[Stored items]
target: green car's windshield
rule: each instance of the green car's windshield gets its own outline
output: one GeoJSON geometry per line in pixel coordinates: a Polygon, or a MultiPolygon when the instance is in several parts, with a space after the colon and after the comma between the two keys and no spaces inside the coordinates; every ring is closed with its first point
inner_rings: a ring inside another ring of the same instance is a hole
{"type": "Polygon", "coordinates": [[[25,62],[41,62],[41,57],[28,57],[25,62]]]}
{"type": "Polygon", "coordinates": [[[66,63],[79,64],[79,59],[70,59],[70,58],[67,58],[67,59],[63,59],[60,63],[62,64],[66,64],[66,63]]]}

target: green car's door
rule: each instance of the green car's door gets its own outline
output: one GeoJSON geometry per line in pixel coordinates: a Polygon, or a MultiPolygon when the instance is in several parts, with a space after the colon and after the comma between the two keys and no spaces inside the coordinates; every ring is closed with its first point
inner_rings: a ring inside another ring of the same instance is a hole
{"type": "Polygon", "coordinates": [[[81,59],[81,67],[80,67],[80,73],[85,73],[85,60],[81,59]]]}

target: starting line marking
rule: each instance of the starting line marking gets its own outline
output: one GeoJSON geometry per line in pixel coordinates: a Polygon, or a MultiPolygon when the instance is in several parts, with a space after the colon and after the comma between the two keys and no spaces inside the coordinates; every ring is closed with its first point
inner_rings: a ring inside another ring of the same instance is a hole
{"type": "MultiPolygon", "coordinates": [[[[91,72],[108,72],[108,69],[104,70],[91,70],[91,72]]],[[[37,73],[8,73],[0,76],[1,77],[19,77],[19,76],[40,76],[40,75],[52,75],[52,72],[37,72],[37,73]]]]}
* * *
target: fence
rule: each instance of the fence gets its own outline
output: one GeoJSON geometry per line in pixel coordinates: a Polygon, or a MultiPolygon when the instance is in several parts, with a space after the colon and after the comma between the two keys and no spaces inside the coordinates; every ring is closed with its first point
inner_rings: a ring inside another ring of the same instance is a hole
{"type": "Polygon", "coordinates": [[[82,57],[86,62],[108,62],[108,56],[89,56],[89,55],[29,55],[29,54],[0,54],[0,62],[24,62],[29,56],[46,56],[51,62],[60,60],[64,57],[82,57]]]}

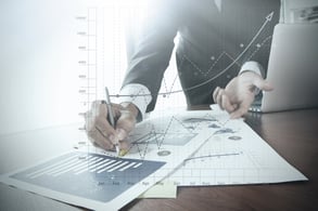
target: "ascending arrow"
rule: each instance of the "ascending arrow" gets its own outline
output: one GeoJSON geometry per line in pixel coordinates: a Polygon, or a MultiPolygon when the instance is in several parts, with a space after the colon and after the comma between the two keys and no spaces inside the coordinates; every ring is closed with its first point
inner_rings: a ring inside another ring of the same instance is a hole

> EXERCISE TASK
How many lines of the material above contain the string "gets", with case counting? Reply with the number only.

> ANSWER TO THE EXERCISE
5